* DATA SECTION
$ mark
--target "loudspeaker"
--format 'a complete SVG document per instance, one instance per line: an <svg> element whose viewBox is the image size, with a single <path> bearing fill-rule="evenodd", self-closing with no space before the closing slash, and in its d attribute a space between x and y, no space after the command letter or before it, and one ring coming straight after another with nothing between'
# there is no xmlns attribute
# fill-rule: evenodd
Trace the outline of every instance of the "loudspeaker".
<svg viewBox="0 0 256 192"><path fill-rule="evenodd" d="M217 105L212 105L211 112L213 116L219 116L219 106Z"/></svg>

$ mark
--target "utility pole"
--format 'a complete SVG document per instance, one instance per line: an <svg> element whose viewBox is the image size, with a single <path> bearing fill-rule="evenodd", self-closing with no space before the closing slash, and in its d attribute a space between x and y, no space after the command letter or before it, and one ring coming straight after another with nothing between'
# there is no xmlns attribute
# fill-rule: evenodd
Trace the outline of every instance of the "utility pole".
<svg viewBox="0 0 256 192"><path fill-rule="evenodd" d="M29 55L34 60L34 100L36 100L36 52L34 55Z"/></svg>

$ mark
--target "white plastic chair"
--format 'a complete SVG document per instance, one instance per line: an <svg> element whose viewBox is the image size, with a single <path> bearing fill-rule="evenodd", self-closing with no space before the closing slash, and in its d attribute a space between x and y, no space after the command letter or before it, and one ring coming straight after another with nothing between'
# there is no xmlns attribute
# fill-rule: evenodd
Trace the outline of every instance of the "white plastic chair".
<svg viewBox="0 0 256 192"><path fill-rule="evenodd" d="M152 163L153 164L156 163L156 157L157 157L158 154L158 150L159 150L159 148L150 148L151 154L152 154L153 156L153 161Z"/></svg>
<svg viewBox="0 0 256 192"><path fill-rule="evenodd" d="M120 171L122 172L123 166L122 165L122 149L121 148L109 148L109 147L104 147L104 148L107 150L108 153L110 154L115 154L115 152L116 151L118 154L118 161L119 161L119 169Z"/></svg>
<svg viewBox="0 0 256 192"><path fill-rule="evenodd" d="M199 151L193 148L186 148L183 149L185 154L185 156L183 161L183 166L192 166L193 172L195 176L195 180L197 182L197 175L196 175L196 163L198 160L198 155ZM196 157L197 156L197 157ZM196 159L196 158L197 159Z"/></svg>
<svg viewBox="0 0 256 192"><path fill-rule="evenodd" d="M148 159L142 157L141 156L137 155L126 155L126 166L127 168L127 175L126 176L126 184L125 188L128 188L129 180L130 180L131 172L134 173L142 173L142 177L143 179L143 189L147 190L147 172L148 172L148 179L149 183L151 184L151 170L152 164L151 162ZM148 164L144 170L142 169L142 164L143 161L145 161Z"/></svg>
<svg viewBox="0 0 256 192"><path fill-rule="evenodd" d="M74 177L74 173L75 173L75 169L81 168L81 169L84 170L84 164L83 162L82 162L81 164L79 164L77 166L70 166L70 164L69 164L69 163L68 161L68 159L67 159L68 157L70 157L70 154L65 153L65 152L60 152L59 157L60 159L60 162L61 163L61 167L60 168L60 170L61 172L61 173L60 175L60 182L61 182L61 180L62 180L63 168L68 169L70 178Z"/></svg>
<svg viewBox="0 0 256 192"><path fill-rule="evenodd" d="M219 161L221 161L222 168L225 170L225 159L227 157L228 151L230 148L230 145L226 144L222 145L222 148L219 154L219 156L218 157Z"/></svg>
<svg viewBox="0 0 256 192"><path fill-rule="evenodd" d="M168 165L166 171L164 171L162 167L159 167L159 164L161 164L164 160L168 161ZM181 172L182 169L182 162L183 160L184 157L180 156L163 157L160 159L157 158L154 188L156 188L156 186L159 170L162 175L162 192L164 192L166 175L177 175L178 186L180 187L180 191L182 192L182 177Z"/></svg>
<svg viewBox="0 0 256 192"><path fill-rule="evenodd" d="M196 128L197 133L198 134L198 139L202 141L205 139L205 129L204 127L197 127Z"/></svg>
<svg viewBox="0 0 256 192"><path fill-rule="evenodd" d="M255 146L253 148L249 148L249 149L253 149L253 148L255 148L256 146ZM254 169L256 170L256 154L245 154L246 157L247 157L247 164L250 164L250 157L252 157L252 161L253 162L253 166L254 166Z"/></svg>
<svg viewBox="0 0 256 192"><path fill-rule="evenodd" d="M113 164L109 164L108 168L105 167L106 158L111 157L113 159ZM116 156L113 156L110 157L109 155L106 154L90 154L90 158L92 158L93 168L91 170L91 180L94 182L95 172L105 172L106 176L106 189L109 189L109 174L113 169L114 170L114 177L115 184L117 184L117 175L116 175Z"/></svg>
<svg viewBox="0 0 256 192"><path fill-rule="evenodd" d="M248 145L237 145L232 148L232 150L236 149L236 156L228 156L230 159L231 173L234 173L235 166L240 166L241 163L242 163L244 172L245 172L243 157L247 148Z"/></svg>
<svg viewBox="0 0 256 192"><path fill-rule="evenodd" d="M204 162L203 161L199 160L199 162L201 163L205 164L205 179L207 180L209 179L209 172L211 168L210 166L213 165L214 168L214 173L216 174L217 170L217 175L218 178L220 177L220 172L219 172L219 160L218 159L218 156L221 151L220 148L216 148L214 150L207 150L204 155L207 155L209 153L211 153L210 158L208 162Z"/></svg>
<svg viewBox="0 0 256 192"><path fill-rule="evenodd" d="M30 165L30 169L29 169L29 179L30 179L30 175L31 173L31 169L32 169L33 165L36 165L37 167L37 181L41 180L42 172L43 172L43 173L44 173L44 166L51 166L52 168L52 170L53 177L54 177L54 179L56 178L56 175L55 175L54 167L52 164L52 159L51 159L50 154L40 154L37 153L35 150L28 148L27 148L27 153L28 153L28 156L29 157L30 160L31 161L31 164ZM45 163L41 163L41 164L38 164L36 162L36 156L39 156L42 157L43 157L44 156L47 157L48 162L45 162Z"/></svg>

* GIVEN TASK
Please copy all the rows above, character for character, without changing anything.

* RESULT FOR THIS TASK
$ mark
--target "loudspeaker"
--format 'a complete SVG document per instance, one instance per line: an <svg> element whose viewBox is the image size, with a single <path> bearing fill-rule="evenodd", self-closing with no space before the closing slash, and in its d attribute a space between x and y, no space after the command letter or before it, and one ring coming straight after another with nothing between'
# there is no xmlns attribute
# fill-rule: evenodd
Trace the outline of every instance of the "loudspeaker".
<svg viewBox="0 0 256 192"><path fill-rule="evenodd" d="M217 105L212 105L211 112L213 116L219 116L219 106Z"/></svg>

$ mark
--target "utility pole"
--format 'a complete SVG document per instance, one instance per line: an <svg> element whose viewBox is the image size, with a single <path> bearing fill-rule="evenodd", self-closing with no space before the closing slash, and in its d attribute a space between x and y, no space after the command letter or before it, and one ring coming straight after another with nothing between'
# there is no xmlns attribute
# fill-rule: evenodd
Trace the outline of every instance of the "utility pole".
<svg viewBox="0 0 256 192"><path fill-rule="evenodd" d="M29 55L34 60L34 100L36 100L36 52L34 55Z"/></svg>

$ mark
--target "white plastic chair"
--format 'a complete SVG document per instance, one instance per line: an <svg> element whose viewBox is the image size, with a single <path> bearing fill-rule="evenodd", self-closing with no space before the closing slash, and in its d attribute a space between x and y, no space after the command letter or before it, and one ring coming straight after another with nothing between'
# there is no xmlns attribute
# fill-rule: evenodd
Trace the outline of every instance of the "white plastic chair".
<svg viewBox="0 0 256 192"><path fill-rule="evenodd" d="M152 163L153 164L156 163L156 157L157 157L158 154L158 150L159 150L159 148L150 148L151 154L152 154L153 156L153 161Z"/></svg>
<svg viewBox="0 0 256 192"><path fill-rule="evenodd" d="M120 171L122 172L123 166L122 165L122 149L121 148L109 148L109 147L104 147L104 148L107 150L108 153L110 154L115 154L115 152L116 151L118 154L118 161L119 161L119 169Z"/></svg>
<svg viewBox="0 0 256 192"><path fill-rule="evenodd" d="M199 151L193 148L186 148L183 149L185 154L185 156L183 161L183 166L192 166L193 172L195 176L195 180L197 182L197 175L196 175L196 163L198 160L198 155ZM196 157L197 156L197 157ZM196 159L196 158L197 159Z"/></svg>
<svg viewBox="0 0 256 192"><path fill-rule="evenodd" d="M148 159L142 157L141 156L137 155L126 155L126 166L127 168L127 175L126 176L126 184L125 188L128 188L129 180L130 180L131 172L134 173L142 173L142 177L143 179L143 189L147 190L147 172L148 172L148 179L149 183L151 184L151 170L152 164L151 162ZM148 164L144 170L142 169L142 164L143 161L145 161Z"/></svg>
<svg viewBox="0 0 256 192"><path fill-rule="evenodd" d="M74 177L74 173L75 173L75 169L81 168L81 169L84 170L84 164L83 162L82 162L81 164L79 164L77 166L70 166L70 164L69 164L69 163L68 161L68 159L67 159L68 157L70 157L70 154L65 153L65 152L60 152L59 157L60 159L60 162L61 163L61 167L60 168L60 170L61 172L61 173L60 175L60 182L61 182L61 180L62 180L63 168L68 169L70 178Z"/></svg>
<svg viewBox="0 0 256 192"><path fill-rule="evenodd" d="M219 161L221 161L222 168L225 170L225 159L227 157L228 151L230 148L230 145L226 144L222 145L222 148L219 154L219 156L218 157Z"/></svg>
<svg viewBox="0 0 256 192"><path fill-rule="evenodd" d="M168 165L166 171L164 171L162 167L159 167L159 164L161 164L164 160L168 161ZM181 172L182 169L182 162L183 160L184 157L180 156L163 157L160 159L157 158L154 188L156 188L156 186L159 170L162 175L162 192L164 192L166 175L177 175L178 186L180 187L180 191L182 192L182 177Z"/></svg>
<svg viewBox="0 0 256 192"><path fill-rule="evenodd" d="M196 128L197 133L198 134L198 139L202 141L205 139L205 129L204 127L197 127Z"/></svg>
<svg viewBox="0 0 256 192"><path fill-rule="evenodd" d="M255 146L253 148L249 148L249 149L253 149L253 148L255 148L256 146ZM254 169L256 170L256 154L245 154L246 157L247 157L247 164L250 164L250 157L252 157L252 161L253 162L253 166L254 166Z"/></svg>
<svg viewBox="0 0 256 192"><path fill-rule="evenodd" d="M113 164L109 164L108 168L105 167L106 158L111 157L113 159ZM116 156L113 156L110 157L109 155L106 154L90 154L90 158L92 158L93 168L91 170L91 180L94 182L95 172L105 172L106 176L106 189L109 189L109 174L113 169L114 170L114 177L115 184L117 184L117 175L116 175Z"/></svg>
<svg viewBox="0 0 256 192"><path fill-rule="evenodd" d="M248 145L237 145L232 148L232 150L236 149L236 156L228 156L230 159L231 173L234 173L235 166L240 166L241 163L242 163L244 172L245 172L243 157L247 148Z"/></svg>
<svg viewBox="0 0 256 192"><path fill-rule="evenodd" d="M204 162L203 161L199 160L199 162L201 163L205 164L205 179L207 180L209 179L209 172L211 168L210 166L213 165L214 168L214 173L216 174L217 170L217 175L218 178L220 177L220 172L219 172L219 160L218 159L218 156L221 151L220 148L216 148L214 150L207 150L204 155L207 155L209 153L211 153L210 158L208 162Z"/></svg>
<svg viewBox="0 0 256 192"><path fill-rule="evenodd" d="M30 165L30 169L29 169L29 179L30 179L30 175L31 173L31 169L32 169L33 165L36 165L37 167L37 181L41 180L42 172L43 172L43 173L44 173L44 166L51 166L52 168L52 170L53 177L54 177L54 179L56 178L56 175L55 175L54 167L52 164L52 159L51 159L50 154L40 154L37 153L35 150L28 148L27 148L27 153L28 153L28 156L29 157L30 160L31 161L31 164ZM45 163L41 163L41 164L38 164L36 162L36 156L39 156L42 157L43 157L44 156L47 157L48 162L45 162Z"/></svg>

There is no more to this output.